Work to complete:
[A] Summarize the architecture excerpt in two sentences.
[B] Output only the entries from the line containing "One marker for each instance of the strawberry stem." through the end of the entries, inclusive, reproduced verbatim.

This structure explicitly encodes the bipartite flow–IP interaction within each snapshot, facilitating localized reasoning over short timescales.

2. Model Architecture: Heterogeneous Variational Graph Autoencoder

AutoGraphAD employs a heterogeneous VGAE customized for bipartite ($C$,$I$) graphs, reconstructing both network structure and node attributes.

• Encoder: A GNN (e.g., GraphSAGE, GCN) processes masked input graphs (masking applied only to $C$ nodes' features).
  • Generates node-level variational parameters: $\mu_v \in \mathbb{R}^k$, $\log \sigma_v \in \mathbb{R}^k$ for all $v \in V$.
  • Latent embedding via reparametrization: $z_v = \mu_v + \sigma_v \odot \epsilon$, with $\epsilon \sim \mathcal{N}(0,I)$ and $$q(z_v|X,A) = \mathcal{N}(z_v;\mu_v,\operatorname{diag}(\sigma_v^2))$$ per node.
• Decoder:
  • Structure reconstruction: Predicted adjacency $\hat{A} = Z W Z^T$, $Z \in \mathbb{R}^{|V| \times k}$, $W \in \mathbb{R}^{k \times k}$ (optionally per edge type).
  • Feature reconstruction: On $C$-nodes only, a lightweight GNN-decoder $H_\theta$ maps $Z_C$ and $\hat{A}$ to $\hat{X}_C = H_\theta(Z_C, \hat{A})$.
• Contrastive component: Negative-edge sampling during training introduces non-edge pairs at a ratio $\eta_\mathrm{neg}$; the model is trained to output low probabilities on such non-edges, implemented via binary cross-entropy loss over edge and non-edge sets.

This architecture supports edge reconstruction and flow feature imputation in a unified variational framework.

Record list:
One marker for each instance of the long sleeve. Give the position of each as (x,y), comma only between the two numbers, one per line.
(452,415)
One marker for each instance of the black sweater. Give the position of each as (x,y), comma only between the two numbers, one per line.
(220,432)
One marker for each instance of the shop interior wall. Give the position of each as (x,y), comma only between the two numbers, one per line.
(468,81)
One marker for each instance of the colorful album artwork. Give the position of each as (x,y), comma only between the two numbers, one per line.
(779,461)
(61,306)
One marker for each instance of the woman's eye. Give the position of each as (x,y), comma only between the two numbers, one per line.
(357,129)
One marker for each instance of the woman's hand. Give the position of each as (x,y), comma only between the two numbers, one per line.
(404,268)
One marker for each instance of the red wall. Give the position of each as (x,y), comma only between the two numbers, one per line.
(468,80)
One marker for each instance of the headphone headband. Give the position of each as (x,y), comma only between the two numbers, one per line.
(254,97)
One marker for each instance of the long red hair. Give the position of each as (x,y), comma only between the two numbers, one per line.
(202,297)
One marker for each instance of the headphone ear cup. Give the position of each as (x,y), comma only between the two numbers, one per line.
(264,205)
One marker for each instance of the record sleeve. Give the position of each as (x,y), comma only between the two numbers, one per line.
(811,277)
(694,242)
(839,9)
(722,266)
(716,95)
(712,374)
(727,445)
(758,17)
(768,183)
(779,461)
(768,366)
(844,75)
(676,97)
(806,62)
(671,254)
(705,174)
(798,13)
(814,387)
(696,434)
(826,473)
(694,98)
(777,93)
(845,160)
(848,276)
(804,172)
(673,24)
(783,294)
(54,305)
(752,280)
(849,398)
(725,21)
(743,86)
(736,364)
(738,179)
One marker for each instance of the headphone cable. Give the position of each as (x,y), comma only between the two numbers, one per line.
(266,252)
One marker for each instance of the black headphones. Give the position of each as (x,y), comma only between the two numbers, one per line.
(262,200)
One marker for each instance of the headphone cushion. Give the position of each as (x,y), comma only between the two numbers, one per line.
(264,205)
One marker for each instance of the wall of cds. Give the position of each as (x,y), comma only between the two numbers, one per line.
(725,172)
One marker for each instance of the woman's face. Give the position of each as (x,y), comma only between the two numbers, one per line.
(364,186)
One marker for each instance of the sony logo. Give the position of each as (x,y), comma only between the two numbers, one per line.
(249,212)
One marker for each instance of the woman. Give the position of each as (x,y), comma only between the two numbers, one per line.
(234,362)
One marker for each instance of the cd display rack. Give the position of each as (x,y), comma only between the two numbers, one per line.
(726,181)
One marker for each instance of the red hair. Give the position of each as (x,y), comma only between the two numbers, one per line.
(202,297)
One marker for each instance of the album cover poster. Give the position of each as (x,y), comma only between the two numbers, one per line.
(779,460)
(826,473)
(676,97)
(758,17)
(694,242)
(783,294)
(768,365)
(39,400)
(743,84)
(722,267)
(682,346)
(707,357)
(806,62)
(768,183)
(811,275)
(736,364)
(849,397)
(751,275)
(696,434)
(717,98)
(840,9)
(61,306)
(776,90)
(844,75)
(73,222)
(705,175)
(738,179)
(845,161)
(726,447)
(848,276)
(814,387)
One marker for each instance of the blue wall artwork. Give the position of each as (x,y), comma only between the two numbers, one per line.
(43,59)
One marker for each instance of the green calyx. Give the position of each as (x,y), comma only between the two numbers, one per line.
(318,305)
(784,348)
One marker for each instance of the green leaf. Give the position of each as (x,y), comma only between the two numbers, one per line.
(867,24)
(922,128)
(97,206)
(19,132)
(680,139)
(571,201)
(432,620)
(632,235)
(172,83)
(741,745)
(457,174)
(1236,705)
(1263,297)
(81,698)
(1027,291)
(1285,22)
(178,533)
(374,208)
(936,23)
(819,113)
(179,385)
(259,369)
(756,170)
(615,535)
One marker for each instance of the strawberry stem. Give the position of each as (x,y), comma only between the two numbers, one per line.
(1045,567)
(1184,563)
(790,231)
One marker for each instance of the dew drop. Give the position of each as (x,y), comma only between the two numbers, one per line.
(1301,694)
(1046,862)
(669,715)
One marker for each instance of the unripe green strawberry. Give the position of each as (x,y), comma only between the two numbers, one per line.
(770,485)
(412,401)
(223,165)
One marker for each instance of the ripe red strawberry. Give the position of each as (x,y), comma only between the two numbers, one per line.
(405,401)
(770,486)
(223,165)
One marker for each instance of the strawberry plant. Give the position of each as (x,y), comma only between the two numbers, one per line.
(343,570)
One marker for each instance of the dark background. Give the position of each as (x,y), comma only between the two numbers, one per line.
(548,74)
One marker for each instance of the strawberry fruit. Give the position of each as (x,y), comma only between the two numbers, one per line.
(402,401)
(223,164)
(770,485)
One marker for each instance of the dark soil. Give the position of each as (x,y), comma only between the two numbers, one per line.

Solutions to each task:
[A] AutoGraphAD uses a heterogeneous variational graph autoencoder for bipartite graphs that reconstructs both network structure and node attributes, with a GNN encoder that produces node-level variational parameters from input graphs whose C-node features are masked. Its decoder predicts the adjacency and reconstructs C-node features, negative-edge sampling trains it to output low probabilities on non-edges, and the architecture supports edge reconstruction and flow feature imputation in one variational framework.

[B]
One marker for each instance of the strawberry stem. Give the position of each as (x,y), comma only between the two numbers, one per line.
(1045,567)
(1184,563)
(790,231)
One marker for each instance of the dew drop. Give the position of each as (x,y), comma only between the two numbers, one per line.
(1301,694)
(1046,862)
(669,715)
One marker for each instance of the unripe green strawberry. Give the position of each as (x,y), comma only between the two numbers, one per line.
(770,485)
(412,401)
(223,165)
One marker for each instance of the ripe red strawberry. Give the position of each as (x,y), comma only between the two numbers, one per line.
(405,401)
(770,486)
(223,165)
One marker for each instance of the strawberry plant. Give the position of each as (x,y), comma only between the two numbers, one per line.
(343,570)
One marker for each instance of the dark background. Give the position of each as (x,y), comma only between the two numbers, one per line.
(548,74)
One marker for each instance of the strawberry fruit. Give the position of each as (x,y), comma only between the two numbers, one per line.
(402,401)
(223,164)
(770,485)
One marker for each instance of the dark soil. Give the position of each as (x,y), comma only between the two numbers, one per line.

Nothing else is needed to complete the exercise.